Short problem:
In the items below, change every "keypoint" to "marker" and leave all other text as it is.

Extracted material:

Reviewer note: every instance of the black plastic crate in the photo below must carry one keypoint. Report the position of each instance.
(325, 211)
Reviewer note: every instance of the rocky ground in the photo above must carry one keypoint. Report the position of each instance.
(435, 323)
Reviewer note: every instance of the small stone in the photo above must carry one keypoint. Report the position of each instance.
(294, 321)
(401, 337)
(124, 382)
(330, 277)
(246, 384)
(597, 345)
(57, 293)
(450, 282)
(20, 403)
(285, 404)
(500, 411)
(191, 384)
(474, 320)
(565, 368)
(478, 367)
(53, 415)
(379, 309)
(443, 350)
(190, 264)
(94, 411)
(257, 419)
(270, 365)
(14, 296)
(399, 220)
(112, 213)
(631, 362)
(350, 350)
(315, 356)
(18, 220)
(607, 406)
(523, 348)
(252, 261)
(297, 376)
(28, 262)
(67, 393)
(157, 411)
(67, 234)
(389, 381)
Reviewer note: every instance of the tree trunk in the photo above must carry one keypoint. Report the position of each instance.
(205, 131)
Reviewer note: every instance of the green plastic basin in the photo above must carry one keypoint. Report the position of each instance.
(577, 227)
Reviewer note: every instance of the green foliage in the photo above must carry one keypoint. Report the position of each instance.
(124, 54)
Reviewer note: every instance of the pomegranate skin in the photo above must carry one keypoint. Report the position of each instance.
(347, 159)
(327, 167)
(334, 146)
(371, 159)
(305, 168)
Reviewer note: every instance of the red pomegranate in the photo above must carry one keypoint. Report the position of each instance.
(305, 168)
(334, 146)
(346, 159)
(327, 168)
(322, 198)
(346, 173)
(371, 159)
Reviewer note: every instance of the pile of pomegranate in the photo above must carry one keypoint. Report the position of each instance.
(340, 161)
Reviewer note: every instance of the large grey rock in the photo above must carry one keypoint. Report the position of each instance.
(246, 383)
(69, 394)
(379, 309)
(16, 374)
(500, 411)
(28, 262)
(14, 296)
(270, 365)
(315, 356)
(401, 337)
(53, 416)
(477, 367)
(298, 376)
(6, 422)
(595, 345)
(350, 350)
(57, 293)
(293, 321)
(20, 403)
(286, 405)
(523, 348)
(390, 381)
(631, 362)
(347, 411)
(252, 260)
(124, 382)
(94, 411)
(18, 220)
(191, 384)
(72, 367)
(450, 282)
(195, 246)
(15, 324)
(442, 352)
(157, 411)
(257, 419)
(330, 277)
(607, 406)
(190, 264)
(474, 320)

Final result:
Reviewer note: every instance of the black plastic crate in the photo below must carry one marker. Report the position of each instance.
(325, 211)
Reviewer note: every instance of the rocky ground in the photo above must carry one marker. Report the position of each instance.
(435, 323)
Reviewer note: every instance of the small stone in the photo above must carry one marker. Report the position of each instance.
(294, 321)
(401, 337)
(124, 382)
(330, 277)
(246, 384)
(597, 345)
(57, 293)
(450, 282)
(20, 403)
(285, 404)
(500, 411)
(191, 384)
(474, 320)
(565, 368)
(478, 367)
(53, 415)
(379, 309)
(443, 350)
(190, 264)
(94, 411)
(257, 419)
(270, 365)
(14, 296)
(399, 220)
(112, 213)
(631, 362)
(350, 350)
(315, 356)
(18, 220)
(607, 406)
(523, 348)
(252, 261)
(297, 376)
(28, 262)
(67, 393)
(157, 411)
(67, 234)
(389, 381)
Reviewer note: every instance of the tree trunk in the photo above must carry one marker. Report the position of each instance.
(205, 131)
Reviewer note: every instance of the green plastic basin in the photo above must carry one marker. Report the position of each instance.
(577, 227)
Reviewer note: every instance of the green foliage in the photo above must carry one marker. Report the position of each instance.
(124, 54)
Reviewer note: every instance of the pomegranate skin in the photo above must carry one marker. Report the position of each instance.
(347, 159)
(327, 167)
(334, 146)
(371, 159)
(305, 168)
Reviewer note: every instance of the red pomegranate in the photo above must carry one marker. Report the position of each instance.
(305, 168)
(334, 146)
(346, 159)
(327, 168)
(322, 198)
(346, 173)
(371, 159)
Reviewer note: every instance of the pile of pomegranate in the photo above must carry one marker. Report the position of each instance.
(340, 161)
Reviewer note: every instance of the large grey rock in the photo above must carry one marker. Report the position of each instance.
(246, 383)
(69, 394)
(379, 309)
(16, 374)
(500, 411)
(28, 262)
(14, 296)
(270, 365)
(315, 356)
(401, 337)
(53, 416)
(477, 367)
(298, 376)
(6, 422)
(595, 345)
(350, 350)
(57, 293)
(293, 321)
(20, 403)
(286, 405)
(523, 348)
(390, 381)
(631, 362)
(347, 411)
(252, 260)
(124, 382)
(94, 411)
(18, 220)
(191, 384)
(72, 367)
(450, 282)
(195, 246)
(15, 324)
(442, 352)
(157, 411)
(257, 419)
(330, 277)
(607, 406)
(190, 264)
(474, 320)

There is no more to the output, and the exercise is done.